:: PROVIDED RECORDS
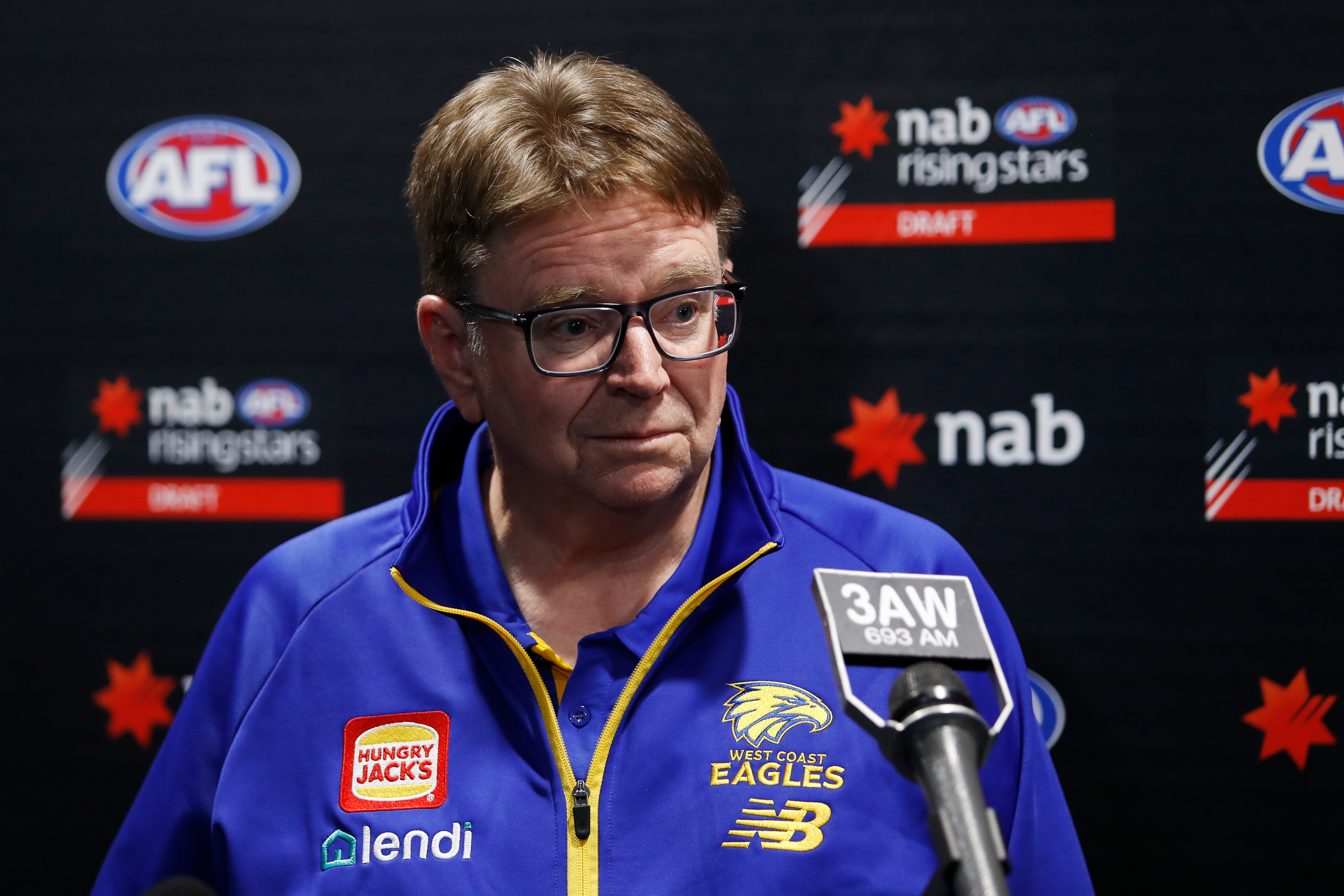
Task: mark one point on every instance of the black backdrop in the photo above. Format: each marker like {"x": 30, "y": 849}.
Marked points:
{"x": 1154, "y": 624}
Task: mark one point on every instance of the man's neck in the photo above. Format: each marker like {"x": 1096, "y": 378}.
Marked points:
{"x": 579, "y": 567}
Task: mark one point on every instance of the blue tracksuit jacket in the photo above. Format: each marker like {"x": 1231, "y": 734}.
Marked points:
{"x": 373, "y": 715}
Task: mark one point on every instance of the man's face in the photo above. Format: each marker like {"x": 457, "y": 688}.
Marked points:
{"x": 644, "y": 429}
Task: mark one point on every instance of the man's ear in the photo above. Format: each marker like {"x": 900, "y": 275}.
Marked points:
{"x": 444, "y": 332}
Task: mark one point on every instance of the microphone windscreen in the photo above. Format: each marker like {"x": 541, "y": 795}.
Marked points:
{"x": 181, "y": 886}
{"x": 925, "y": 684}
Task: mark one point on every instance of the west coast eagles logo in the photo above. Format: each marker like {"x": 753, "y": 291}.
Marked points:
{"x": 764, "y": 711}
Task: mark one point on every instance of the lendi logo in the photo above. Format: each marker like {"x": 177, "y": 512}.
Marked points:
{"x": 396, "y": 762}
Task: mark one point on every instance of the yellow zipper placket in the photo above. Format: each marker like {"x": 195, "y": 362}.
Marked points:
{"x": 582, "y": 854}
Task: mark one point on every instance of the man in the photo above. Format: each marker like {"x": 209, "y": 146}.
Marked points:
{"x": 515, "y": 679}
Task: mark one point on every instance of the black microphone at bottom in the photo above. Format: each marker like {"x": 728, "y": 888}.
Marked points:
{"x": 941, "y": 746}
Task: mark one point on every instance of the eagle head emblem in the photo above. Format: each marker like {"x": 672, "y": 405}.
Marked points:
{"x": 764, "y": 711}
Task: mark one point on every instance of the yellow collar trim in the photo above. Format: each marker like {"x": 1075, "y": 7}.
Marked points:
{"x": 545, "y": 651}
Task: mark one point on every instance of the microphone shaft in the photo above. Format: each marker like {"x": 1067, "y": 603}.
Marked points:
{"x": 947, "y": 769}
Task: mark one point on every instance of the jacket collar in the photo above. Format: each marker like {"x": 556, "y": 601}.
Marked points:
{"x": 448, "y": 554}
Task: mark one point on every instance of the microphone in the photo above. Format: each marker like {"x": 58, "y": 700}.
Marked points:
{"x": 932, "y": 733}
{"x": 179, "y": 886}
{"x": 941, "y": 743}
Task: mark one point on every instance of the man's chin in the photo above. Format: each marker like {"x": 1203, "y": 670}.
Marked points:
{"x": 639, "y": 485}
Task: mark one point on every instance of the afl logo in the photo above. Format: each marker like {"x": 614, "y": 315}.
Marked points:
{"x": 1035, "y": 121}
{"x": 272, "y": 403}
{"x": 203, "y": 178}
{"x": 1302, "y": 152}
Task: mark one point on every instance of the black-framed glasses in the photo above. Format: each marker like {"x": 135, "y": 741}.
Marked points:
{"x": 577, "y": 340}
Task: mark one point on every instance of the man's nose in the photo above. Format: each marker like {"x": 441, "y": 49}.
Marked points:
{"x": 639, "y": 367}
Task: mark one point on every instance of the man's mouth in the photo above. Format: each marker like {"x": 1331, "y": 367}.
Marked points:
{"x": 635, "y": 439}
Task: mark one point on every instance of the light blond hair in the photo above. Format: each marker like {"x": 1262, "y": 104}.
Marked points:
{"x": 531, "y": 138}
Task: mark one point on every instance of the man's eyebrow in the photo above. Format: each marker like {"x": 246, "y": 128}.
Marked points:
{"x": 698, "y": 268}
{"x": 562, "y": 295}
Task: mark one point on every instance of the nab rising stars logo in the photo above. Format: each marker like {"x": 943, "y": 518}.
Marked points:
{"x": 1302, "y": 152}
{"x": 203, "y": 178}
{"x": 767, "y": 710}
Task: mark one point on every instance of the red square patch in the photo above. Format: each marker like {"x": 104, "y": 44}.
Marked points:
{"x": 396, "y": 762}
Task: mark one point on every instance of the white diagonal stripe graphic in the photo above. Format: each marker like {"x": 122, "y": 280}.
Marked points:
{"x": 1228, "y": 473}
{"x": 1211, "y": 472}
{"x": 1222, "y": 499}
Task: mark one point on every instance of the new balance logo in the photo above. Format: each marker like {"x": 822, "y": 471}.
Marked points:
{"x": 776, "y": 829}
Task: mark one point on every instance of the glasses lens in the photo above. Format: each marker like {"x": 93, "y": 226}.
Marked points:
{"x": 568, "y": 342}
{"x": 695, "y": 324}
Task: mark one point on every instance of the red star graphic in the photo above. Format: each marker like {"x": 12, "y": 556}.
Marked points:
{"x": 135, "y": 699}
{"x": 1291, "y": 719}
{"x": 118, "y": 406}
{"x": 1269, "y": 400}
{"x": 882, "y": 439}
{"x": 861, "y": 128}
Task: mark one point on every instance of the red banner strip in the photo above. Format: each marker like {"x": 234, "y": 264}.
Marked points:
{"x": 1065, "y": 221}
{"x": 1285, "y": 500}
{"x": 148, "y": 497}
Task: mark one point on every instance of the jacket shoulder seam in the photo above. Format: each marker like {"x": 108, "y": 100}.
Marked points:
{"x": 299, "y": 625}
{"x": 816, "y": 528}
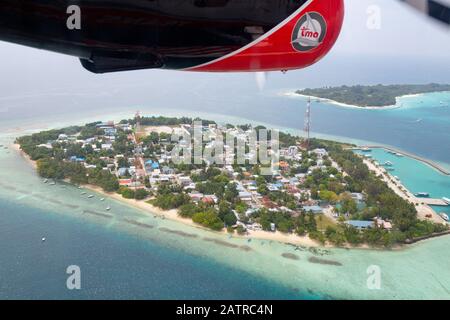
::::
● **PROBLEM STATEMENT**
Would you retype every line shown above exactly, leaving the pictures aside?

● **ANSWER BELOW**
Task: mark one point on every instance of the black backdrop in the photo above. Format: each marker like {"x": 30, "y": 849}.
Marked points:
{"x": 1154, "y": 624}
Task: mark one point on every instance of the man's neck in the photo above. Format: each marker like {"x": 1096, "y": 378}.
Marked points:
{"x": 579, "y": 567}
Task: mark one point on every instance of the blue tracksuit jacket in the photo above. Format: each marker like {"x": 1231, "y": 734}.
Marked points:
{"x": 373, "y": 715}
Task: mark one point on every instance of the man's face in the photo above. Format: each marker like {"x": 457, "y": 688}.
Marked points:
{"x": 644, "y": 429}
Task: mark one point on every instance of the man's ear in the photo above. Format: each marker like {"x": 900, "y": 275}.
Marked points:
{"x": 444, "y": 332}
Task: mark one point on every instance of the microphone windscreen in the photo above. Format: each marker like {"x": 541, "y": 795}.
Marked points:
{"x": 181, "y": 886}
{"x": 925, "y": 684}
Task: mark one point on every instance of the west coast eagles logo in the photo above. Format: each marker like {"x": 753, "y": 291}.
Marked points:
{"x": 764, "y": 711}
Task: mark one point on every instance of the lendi logo in the photo above. Format: each marker like {"x": 177, "y": 512}.
Marked points:
{"x": 396, "y": 762}
Task: mark one point on every instance of the yellow zipper placket in the photo above. Format: each marker like {"x": 195, "y": 362}.
Marked points:
{"x": 582, "y": 854}
Task: mark one point on every instance of the man in the photo above. Format: each marker like {"x": 209, "y": 146}.
Marked points:
{"x": 515, "y": 679}
Task: mark one point on every instance of the black microphone at bottom in the photo above. Format: each marker like {"x": 728, "y": 888}.
Marked points:
{"x": 941, "y": 746}
Task: mark one point on every instance of the eagle head emblem in the photo above. Format: each marker like {"x": 672, "y": 405}.
Marked points:
{"x": 764, "y": 711}
Task: mark one point on every instance of the yellow collar trim in the photo above. Format: each marker like {"x": 1075, "y": 7}.
Marked points:
{"x": 545, "y": 651}
Task: mark one point on every instance of the microphone shaft in the photo above. Format: each marker like {"x": 1067, "y": 603}.
Marked points:
{"x": 947, "y": 769}
Task: mark one point on every instance of the jacket collar in the photo above. Format: each marker like {"x": 556, "y": 601}.
Marked points:
{"x": 448, "y": 554}
Task: mark one point on every instance of the microphone in the photo above. Format: each marker like {"x": 58, "y": 700}.
Marked points:
{"x": 932, "y": 733}
{"x": 179, "y": 886}
{"x": 941, "y": 743}
Task: mark one point on every instance of the man's chin in the photo above. Format: each marker like {"x": 1203, "y": 670}.
Marked points:
{"x": 639, "y": 485}
Task: mark one point on every instance of the afl logo in the photo above. Format: each marker like {"x": 614, "y": 315}.
Marked points:
{"x": 1035, "y": 121}
{"x": 272, "y": 403}
{"x": 203, "y": 178}
{"x": 1302, "y": 152}
Task: mark one point on every instance of the black-framed glasses in the photo above. Format: each marker like {"x": 135, "y": 741}.
Marked points:
{"x": 577, "y": 340}
Task: mark one point on every instance of the man's nose in the photo above. Format: each marker like {"x": 441, "y": 49}.
Marked points:
{"x": 639, "y": 367}
Task: mark one point on every instance of the man's mouth in the photo above. Format: each marker like {"x": 1331, "y": 367}.
Marked points:
{"x": 635, "y": 439}
Task: mark one point on every instance of the light blond hair in the photo above. Format: each marker like {"x": 1262, "y": 104}.
Marked points:
{"x": 531, "y": 138}
Task: mark one point on every instance of the man's eyebrow in the photo above. Format: each marker like {"x": 246, "y": 128}.
Marked points:
{"x": 698, "y": 268}
{"x": 562, "y": 295}
Task: mark one point on every instance of the nab rising stars logo in the photo above. Format: each marker like {"x": 943, "y": 518}.
Marked points:
{"x": 1302, "y": 152}
{"x": 203, "y": 178}
{"x": 767, "y": 710}
Task: mark one point on every instance of the red square patch in the photo above. Format: each marker like {"x": 104, "y": 44}.
Marked points:
{"x": 396, "y": 762}
Task: mark one point on every instance of the white diagonal stripe graphic in the photo above. Format: each marker like {"x": 122, "y": 280}.
Marked points:
{"x": 1228, "y": 473}
{"x": 1211, "y": 472}
{"x": 1222, "y": 499}
Task: mark one point on every instance of the new balance logo in the photo above. Format: each marker like {"x": 822, "y": 471}.
Marked points:
{"x": 776, "y": 829}
Task: mark one point on every instance of the glasses lens in the photo above. Format: each marker like {"x": 93, "y": 226}.
Marked points:
{"x": 568, "y": 342}
{"x": 695, "y": 324}
Task: mark one point on every instance of the red star graphic in the photo above. Format: each marker like {"x": 12, "y": 556}.
Marked points:
{"x": 135, "y": 699}
{"x": 1291, "y": 719}
{"x": 118, "y": 406}
{"x": 1269, "y": 400}
{"x": 882, "y": 439}
{"x": 861, "y": 128}
Task: mark one point on every instance of the red banner strip in the photo above. Format: each marker like {"x": 234, "y": 264}.
Marked points:
{"x": 1065, "y": 221}
{"x": 1285, "y": 500}
{"x": 148, "y": 497}
Task: mark one point on every instance of the jacket shoulder seam in the photo above. Format: each marker like {"x": 108, "y": 100}.
Marked points:
{"x": 299, "y": 625}
{"x": 816, "y": 528}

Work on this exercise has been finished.